* _WHAT YOU ARE ASKED TO DO_: Retype the material word for word.
start DATA RECORDS
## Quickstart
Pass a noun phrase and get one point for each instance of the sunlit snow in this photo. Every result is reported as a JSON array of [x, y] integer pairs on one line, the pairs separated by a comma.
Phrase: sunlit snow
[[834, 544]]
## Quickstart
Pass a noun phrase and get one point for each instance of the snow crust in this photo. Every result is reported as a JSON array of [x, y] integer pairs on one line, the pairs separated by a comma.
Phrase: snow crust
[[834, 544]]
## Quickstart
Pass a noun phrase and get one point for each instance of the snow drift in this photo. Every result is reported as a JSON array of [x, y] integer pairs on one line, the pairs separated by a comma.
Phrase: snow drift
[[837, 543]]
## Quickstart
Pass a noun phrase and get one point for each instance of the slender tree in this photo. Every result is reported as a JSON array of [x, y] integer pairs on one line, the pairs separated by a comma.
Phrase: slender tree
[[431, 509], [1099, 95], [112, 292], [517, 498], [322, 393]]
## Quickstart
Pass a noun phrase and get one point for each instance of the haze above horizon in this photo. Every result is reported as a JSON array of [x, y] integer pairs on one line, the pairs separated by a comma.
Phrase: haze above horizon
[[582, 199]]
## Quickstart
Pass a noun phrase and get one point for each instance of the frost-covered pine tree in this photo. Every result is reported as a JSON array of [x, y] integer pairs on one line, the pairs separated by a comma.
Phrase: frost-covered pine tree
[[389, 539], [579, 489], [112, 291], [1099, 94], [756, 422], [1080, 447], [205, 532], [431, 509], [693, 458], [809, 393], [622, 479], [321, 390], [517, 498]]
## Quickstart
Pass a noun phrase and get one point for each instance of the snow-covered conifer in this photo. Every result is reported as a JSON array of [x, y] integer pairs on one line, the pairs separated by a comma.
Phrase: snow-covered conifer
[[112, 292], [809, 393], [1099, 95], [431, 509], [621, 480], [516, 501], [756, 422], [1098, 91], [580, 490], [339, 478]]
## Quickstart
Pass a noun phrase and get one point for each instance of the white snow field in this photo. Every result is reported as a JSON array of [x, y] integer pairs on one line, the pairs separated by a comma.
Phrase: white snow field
end DATA RECORDS
* _WRITTEN REPLY_:
## Quickstart
Pass a noun phrase and get one point for each instance of the sunlit snow in this photo. Every result is reported as a JSON array of [x, y] integer pairs on one line, the pairs separated by a comma.
Phrase: sunlit snow
[[834, 544]]
## Quickstart
Pass a noun phrase and get one point for each instance of the snow crust in this photo. Every result is reported as a JSON array of [x, y] integer pairs on one line, the pairs separated by a comma.
Phrase: snow crust
[[834, 544]]
## Quickstart
Pass a noun phrase and get one point for each instance of the snow drift in this photo. Every result is reported as a JSON array of [x, y] integer pairs on one line, the pairs separated by a comma.
Phrase: snow drift
[[837, 543]]
## Quickstart
Pass a noun phrase and get one point for each instance of the slender tree in this photo. Every result is reported as a JSON array of [x, y] integer pairs on one line, the pairs separated by a comma.
Phrase: slender tree
[[431, 509], [1099, 95], [112, 292], [517, 498], [322, 393]]
## Quickstart
Pass a noun phrase and get one point for each instance of the haze above horizon in this photo. Every result is reported as a JSON array of [x, y] integer pairs on one line, the pairs separated by a comma.
Phrase: haze above horizon
[[582, 199]]
## Quickstart
Pass a noun phrase and get one point for each instance of the frost-covered pine tree in this photo. Every result is reported as a JSON array of [x, y] integer pairs on one line, the pairs separated by a comma.
Phrase: frost-covered pine tree
[[389, 539], [579, 489], [112, 291], [1099, 94], [756, 422], [1080, 447], [205, 532], [431, 509], [693, 458], [809, 393], [622, 479], [321, 390], [517, 498]]
## Quickstart
Pass a noun phrase and get one point for each instance of the snow-covered conifer in this photo. Every result is reported as a JSON array of [x, y] integer pairs on one line, the pairs separated by a comma.
Phrase: snow-covered conifer
[[112, 292], [809, 393], [1099, 95], [431, 509], [621, 480], [516, 501], [756, 422], [1098, 91], [580, 490], [339, 478]]
## Quickstart
Pass a noun phrase and get one point for each instance of the white snow field in this photo. Every result is reported as a JSON array of [x, y] integer pairs on one line, the pairs separated by a comma.
Phrase: white snow field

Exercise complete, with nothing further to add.